::: TEXT SECTION
The first thing I noticed was that the musicians are tight.  The band is locked in like session pros from the The Wrecking Crew.  And then I noticed the sound; the production is excellent, with a natural sound stage and great dynamics.  So I grabbed the dust sleeve to check the credits.  Holy cow!  Everybody plays on this thing, including Lee Ritenour, Ray Parker, Nigel Olsson, Trevor Lawrence, Chuck Rainey, Steve fricking Gadd, Larry Carlton, Willie Weeks, Jeff Porcaro, Michael Omartian, Bill Payne, and Lee Sklar, just to name about half.  Well, hell, no wonder it sounds so good.  

Sayer and Producer Richard Perry

Next I checked the technical credits.  It was produced by Richard Perry, who has helmed more than 800 albums ranging from Ringo Starr to Carly Simon to Rod Stewart to Captain Beefheart.  The album was engineered by veterans Bill Schnee and Howard Steele, and mastered by Brian Gardner at Allen Zentz Mastering in San Clemente, CA.  It's on the Warner Brothers label.  With so many ace session guys, a first-rate production team, and a custom, full-color dust sleeve, this was a big-budget production that the label clearly supported.

At this point I started to pay a little more attention to the music.  By the end of the record it hit me that this is not only an exceptionally well-produced and well-played album, the songs are really good.  I don't mean Bob Dylan Blonde On Blonde good for Pete's sake, but well-crafted pop songs that Sayer really nails.  He wrote or co-wrote about half the songs, and others were penned by pros like Carol Bayer Sager, Andrew Gold, Barry Mann, and Motown's Holland-Dozier-Holland team.

I don't want to go overboard.  It's not my new favorite album, and I'm not planning to run out and buy Sayer's entire back catalog.  But listening to Endless Flight reminded me once again that some of the music that I am kind of embarrassed to admit I own, is actually really good stuff.  No question I will pull this out from time to time to enjoy.

Daltrey, from 1973

Since I knew next to nothing about Sayer, I did a little research.  He was born in Sussex, England in 1948, and like a lot of the UK's future rock stars (John Lennon, Keith Richards, Freddy Mercury, Jimmy Page, David Bowie, and Pete Townshend for starters), he went to an arts college where he studied art and design.  In the early 70s, he started co-writing songs with David Courtney (who later produced Sayer's first two albums), and the pair had their first top ten single in 1973 with a song called "Giving It All Away" off of Roger Daltrey's self-titled solo album, Daltrey (left)In addition to the hit single, Sayer and Courtney co-wrote a total of 10 of the 12 songs on the album, while Courtney played guitar and piano and also produced the album.  That same year, Sayer released the first of his own singles (once again produced by Courtney).  The second one out of the gate, "The Show Must Go On," made it to number 2 on the UK pop charts.  In 1974, Sayer had several more top ten singles in the UK, and his first top ten single in the U.S.  His early albums also sold well, including Just A Boy, which made it to number 16 in the U.S. in 1974.
::::::
WHAT YOU HAVE TO DO:
According to the album review, who mastered the album, and at which studio? The lines after the album review are separate material and have no connection to it.
::: GIVEN INFORMATION
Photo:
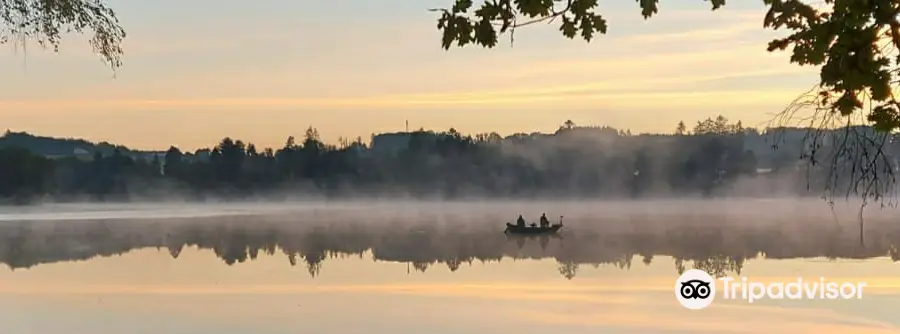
::::::
ANSWER TO THIS EXERCISE:
Brian Gardner mastered it at Allen Zentz Mastering in San Clemente, CA.